If we elect to cash settle the Put Option, a U.S. Holder should generally recognize a short-term capital gain or loss equal to (i) the amount of cash received on the Note less (ii) the principal amount of the Note, less the total Put Premium received.

 

U.S. Holders that report income for federal income tax purposes on the accrual method and certain other U.S. Holders are required to include in income original issue discount (or if the U.S. Holder elects, acquisition discount, in lieu of original issue discount) on the Deposit as it accrues.

 

The aggregate original issue discount that will be required to be accrued will equal the difference between all payments on the Note (other than amounts representing Put Premium) over the issue price of the Note (which is also the issue price of the Deposit), reduced to the extent that the U.S. Holder purchases a Note for more than its issue price. The issue price of a Note generally is the first price at which a substantial amount of the offering of the Notes is sold to the public for money (excluding sales to bond houses, brokers or similar persons or organizations acting in the capacity of underwriters, placement agents or wholesalers). For purposes of this disclosure, we assume that the issue price of each Note will equal 99% of the principal amount of the Note. You may obtain the issue price of each Note by contacting The Bear Stearns Companies Inc., Bill Bamber at (212) 272-6635. A U.S. Holder that accrues original issue discount on the Note will not be taxable again upon receipt of the portion of the yield on the Note that represents a payment of accrued original issue discount.

> **STORED ROWS**:
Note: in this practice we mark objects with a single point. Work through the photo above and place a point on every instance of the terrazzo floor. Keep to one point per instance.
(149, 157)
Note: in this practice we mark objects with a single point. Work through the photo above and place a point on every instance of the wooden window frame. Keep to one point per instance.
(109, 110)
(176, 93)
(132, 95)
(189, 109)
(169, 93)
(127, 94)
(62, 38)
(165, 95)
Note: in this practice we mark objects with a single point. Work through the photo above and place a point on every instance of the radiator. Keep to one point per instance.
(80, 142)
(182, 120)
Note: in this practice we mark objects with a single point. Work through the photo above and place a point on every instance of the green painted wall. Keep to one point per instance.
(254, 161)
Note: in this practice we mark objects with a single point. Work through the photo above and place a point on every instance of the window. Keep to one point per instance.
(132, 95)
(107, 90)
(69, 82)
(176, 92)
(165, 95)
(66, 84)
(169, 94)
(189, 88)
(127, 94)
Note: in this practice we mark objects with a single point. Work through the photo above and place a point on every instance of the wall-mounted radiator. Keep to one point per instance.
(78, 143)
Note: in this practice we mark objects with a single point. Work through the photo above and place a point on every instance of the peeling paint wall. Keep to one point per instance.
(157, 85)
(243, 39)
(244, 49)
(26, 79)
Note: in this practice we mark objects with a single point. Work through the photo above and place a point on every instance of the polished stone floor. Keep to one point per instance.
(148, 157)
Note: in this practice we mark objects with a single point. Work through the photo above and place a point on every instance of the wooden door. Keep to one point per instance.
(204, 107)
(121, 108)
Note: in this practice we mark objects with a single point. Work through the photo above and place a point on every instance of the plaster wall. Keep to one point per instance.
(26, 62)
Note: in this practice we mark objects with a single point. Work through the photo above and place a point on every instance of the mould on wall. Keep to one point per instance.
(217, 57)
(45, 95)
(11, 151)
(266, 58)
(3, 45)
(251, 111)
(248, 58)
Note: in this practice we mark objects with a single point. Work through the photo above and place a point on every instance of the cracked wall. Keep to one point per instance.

> **WHAT IS REQUIRED**: Return the passage above on the tax treatment of the Notes for U.S. Holders word for word, in full.

> **WRITTEN ANSWER**:
If we elect to cash settle the Put Option, a U.S. Holder should generally recognize a short-term capital gain or loss equal to (i) the amount of cash received on the Note less (ii) the principal amount of the Note, less the total Put Premium received.

 

U.S. Holders that report income for federal income tax purposes on the accrual method and certain other U.S. Holders are required to include in income original issue discount (or if the U.S. Holder elects, acquisition discount, in lieu of original issue discount) on the Deposit as it accrues.

 

The aggregate original issue discount that will be required to be accrued will equal the difference between all payments on the Note (other than amounts representing Put Premium) over the issue price of the Note (which is also the issue price of the Deposit), reduced to the extent that the U.S. Holder purchases a Note for more than its issue price. The issue price of a Note generally is the first price at which a substantial amount of the offering of the Notes is sold to the public for money (excluding sales to bond houses, brokers or similar persons or organizations acting in the capacity of underwriters, placement agents or wholesalers). For purposes of this disclosure, we assume that the issue price of each Note will equal 99% of the principal amount of the Note. You may obtain the issue price of each Note by contacting The Bear Stearns Companies Inc., Bill Bamber at (212) 272-6635. A U.S. Holder that accrues original issue discount on the Note will not be taxable again upon receipt of the portion of the yield on the Note that represents a payment of accrued original issue discount.